(Document section begins)
Furthermore, adding a synthetic 21 amino acid peptide containing the HBIS to the kinase reaction resulted in strong inhibition of H3T3 phosphorylation (Figure 4E). Since a control peptide with an identical amino acid composition, but scrambled sequence (SCR peptide), did not exert such an inhibitory effect, we concluded that the HBIS-peptide directly inhibits xHaspin in a sequence-specific manner. Altogether, these data demonstrate that the HBIS directly inhibits xHaspin kinase activity.

Phosphorylation of the xHaspin N terminus controls binding to the HBIS

How can Polo-dependent phosphorylation neutralize the inhibitory action of the HBIS? Our MS-analysis of full-length xHaspin proteins revealed that S753 within the HBIS is phosphorylated in mitosis in a T206-dependent manner (Figure 3A and Table S1). However, the S753A mutation, by itself or in combination with other phosphorylation site mutations, showed only a mild effect on the xHaspin’s capacity to complement H3T3ph in ΔxHaspin extracts (Figures 2E, S2E and S2F), indicating that the phosphorylation within the HBIS may contribute but is not a sole mechanism to neutralize the inhibitory action of HBIS.
(Document section ends)
(Records begins)
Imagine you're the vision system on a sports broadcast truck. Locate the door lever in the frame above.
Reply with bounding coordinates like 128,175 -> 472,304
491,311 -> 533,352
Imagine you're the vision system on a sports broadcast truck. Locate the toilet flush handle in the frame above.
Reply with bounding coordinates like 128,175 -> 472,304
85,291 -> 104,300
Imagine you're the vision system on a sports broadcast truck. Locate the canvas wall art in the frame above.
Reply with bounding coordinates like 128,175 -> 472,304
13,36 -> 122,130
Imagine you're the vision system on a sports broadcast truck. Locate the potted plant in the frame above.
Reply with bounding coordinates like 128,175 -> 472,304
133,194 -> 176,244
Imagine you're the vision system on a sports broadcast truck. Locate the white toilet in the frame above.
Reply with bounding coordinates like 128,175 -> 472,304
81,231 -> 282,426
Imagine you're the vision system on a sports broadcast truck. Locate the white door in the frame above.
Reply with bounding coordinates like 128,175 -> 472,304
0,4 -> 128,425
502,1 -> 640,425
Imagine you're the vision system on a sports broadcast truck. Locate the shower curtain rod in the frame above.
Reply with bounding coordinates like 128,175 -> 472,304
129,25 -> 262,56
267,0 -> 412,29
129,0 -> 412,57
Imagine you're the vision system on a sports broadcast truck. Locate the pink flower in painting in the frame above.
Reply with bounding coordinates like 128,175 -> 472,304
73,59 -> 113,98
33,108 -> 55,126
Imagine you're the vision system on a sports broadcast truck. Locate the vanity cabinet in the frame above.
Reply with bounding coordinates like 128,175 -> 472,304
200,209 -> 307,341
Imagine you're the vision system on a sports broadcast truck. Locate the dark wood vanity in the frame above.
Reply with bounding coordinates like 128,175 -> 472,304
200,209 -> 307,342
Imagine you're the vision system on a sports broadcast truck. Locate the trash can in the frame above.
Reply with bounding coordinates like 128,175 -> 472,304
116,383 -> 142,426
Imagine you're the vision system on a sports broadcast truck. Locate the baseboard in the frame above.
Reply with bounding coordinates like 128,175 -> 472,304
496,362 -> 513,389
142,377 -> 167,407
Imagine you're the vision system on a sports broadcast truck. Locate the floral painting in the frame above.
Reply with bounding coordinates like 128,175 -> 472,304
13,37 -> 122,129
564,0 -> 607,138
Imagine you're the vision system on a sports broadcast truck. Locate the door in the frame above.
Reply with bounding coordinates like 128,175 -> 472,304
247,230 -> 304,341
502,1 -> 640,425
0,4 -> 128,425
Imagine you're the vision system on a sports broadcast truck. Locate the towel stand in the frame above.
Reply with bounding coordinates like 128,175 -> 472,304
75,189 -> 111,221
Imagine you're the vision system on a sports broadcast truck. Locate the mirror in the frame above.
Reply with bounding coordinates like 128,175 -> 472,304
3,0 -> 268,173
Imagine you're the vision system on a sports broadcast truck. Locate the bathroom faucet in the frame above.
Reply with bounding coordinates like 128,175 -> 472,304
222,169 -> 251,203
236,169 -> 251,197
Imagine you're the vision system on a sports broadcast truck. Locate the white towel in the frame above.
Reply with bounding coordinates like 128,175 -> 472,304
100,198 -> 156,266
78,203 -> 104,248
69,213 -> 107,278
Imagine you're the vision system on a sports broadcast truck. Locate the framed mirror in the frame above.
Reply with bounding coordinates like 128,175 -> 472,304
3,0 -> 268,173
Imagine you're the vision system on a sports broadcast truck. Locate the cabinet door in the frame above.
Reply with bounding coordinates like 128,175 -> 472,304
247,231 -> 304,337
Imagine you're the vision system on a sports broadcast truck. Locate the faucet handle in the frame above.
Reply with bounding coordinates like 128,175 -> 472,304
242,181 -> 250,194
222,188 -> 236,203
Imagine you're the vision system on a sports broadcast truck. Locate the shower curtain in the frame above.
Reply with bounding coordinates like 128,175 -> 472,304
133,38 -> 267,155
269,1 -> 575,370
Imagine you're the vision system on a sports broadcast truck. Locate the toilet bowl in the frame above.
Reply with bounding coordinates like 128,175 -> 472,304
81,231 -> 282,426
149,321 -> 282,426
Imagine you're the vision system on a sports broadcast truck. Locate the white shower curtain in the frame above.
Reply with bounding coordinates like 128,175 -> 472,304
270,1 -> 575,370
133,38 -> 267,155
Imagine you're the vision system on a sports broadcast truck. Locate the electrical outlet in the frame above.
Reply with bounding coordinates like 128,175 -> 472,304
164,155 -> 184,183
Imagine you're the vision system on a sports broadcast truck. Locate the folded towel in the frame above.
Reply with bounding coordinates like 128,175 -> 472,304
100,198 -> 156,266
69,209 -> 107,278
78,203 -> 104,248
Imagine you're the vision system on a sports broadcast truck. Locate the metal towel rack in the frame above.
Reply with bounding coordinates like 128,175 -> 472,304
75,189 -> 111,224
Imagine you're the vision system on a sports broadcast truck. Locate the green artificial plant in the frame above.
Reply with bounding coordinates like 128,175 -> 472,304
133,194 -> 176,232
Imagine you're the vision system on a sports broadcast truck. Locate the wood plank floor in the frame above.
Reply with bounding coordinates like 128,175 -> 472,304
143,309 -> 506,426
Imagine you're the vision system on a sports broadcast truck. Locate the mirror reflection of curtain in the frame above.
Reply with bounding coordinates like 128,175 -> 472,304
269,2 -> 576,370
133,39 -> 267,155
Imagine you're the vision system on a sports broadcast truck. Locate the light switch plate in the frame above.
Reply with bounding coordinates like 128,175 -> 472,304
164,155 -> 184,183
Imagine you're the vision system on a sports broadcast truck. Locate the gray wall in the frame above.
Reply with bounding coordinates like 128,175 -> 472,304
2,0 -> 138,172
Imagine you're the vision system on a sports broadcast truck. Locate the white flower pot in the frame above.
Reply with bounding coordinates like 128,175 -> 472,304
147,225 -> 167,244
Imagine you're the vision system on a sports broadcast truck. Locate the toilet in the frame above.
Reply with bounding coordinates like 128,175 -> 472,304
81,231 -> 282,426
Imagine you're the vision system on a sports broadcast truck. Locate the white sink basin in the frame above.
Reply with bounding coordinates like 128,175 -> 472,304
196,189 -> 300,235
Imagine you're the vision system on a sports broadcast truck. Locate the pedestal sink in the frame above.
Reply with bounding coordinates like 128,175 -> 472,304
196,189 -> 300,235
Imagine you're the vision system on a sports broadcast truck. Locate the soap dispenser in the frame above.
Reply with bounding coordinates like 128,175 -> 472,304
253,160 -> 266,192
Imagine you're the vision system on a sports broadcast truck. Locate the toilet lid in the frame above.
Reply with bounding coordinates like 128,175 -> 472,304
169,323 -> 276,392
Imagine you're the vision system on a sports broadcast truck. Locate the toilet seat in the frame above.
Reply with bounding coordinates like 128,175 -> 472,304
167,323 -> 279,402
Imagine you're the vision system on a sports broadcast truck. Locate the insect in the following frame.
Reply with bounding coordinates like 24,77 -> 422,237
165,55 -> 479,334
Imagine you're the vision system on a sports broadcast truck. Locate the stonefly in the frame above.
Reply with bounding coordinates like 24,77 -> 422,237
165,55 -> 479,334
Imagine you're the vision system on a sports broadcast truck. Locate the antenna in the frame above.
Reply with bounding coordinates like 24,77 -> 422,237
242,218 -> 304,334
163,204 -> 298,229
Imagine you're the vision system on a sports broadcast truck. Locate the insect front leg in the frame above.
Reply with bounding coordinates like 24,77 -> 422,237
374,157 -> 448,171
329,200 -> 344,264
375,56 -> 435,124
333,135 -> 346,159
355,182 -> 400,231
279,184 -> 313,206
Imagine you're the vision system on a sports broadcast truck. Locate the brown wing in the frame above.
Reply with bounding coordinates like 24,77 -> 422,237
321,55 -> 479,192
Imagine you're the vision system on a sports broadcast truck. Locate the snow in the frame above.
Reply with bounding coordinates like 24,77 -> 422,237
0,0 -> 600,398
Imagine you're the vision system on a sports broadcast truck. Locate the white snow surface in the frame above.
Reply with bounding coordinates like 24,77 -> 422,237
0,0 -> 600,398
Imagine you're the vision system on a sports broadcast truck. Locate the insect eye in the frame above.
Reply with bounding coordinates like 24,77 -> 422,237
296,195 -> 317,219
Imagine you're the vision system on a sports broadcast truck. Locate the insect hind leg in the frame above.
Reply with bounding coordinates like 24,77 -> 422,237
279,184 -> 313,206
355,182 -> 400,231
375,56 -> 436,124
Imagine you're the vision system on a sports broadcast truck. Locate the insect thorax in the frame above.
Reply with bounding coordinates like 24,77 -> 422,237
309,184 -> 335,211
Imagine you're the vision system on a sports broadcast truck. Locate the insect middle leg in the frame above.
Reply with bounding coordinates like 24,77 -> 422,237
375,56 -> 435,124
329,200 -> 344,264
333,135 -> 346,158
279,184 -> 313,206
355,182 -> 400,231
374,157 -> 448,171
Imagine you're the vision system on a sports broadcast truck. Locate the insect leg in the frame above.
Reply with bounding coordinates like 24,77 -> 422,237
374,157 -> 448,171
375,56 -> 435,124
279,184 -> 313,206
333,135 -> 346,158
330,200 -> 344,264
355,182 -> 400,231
(Records ends)
> Problem set:
1. According to the xHaspin passage, which residue within the HBIS is phosphorylated in mitosis in a T206-dependent manner?
2. Print the part of the xHaspin passage starting at "Phosphorylation of the" and ending at "action of HBIS.".
3. Summarize the xHaspin passage in two sentences.

> Task-by-task results:
1. S753

2.
Phosphorylation of the xHaspin N terminus controls binding to the HBIS

How can Polo-dependent phosphorylation neutralize the inhibitory action of the HBIS? Our MS-analysis of full-length xHaspin proteins revealed that S753 within the HBIS is phosphorylated in mitosis in a T206-dependent manner (Figure 3A and Table S1). However, the S753A mutation, by itself or in combination with other phosphorylation site mutations, showed only a mild effect on the xHaspin’s capacity to complement H3T3ph in ΔxHaspin extracts (Figures 2E, S2E and S2F), indicating that the phosphorylation within the HBIS may contribute but is not a sole mechanism to neutralize the inhibitory action of HBIS.

3. A synthetic 21 amino acid peptide containing the HBIS strongly inhibited H3T3 phosphorylation, while a scrambled control peptide with the same composition did not, showing that the HBIS directly inhibits xHaspin kinase activity in a sequence-specific manner. Although S753 within the HBIS is phosphorylated in mitosis in a T206-dependent manner, the S753A mutation had only a mild effect, indicating that this phosphorylation may contribute to, but is not the sole mechanism for, neutralizing the inhibitory action of the HBIS.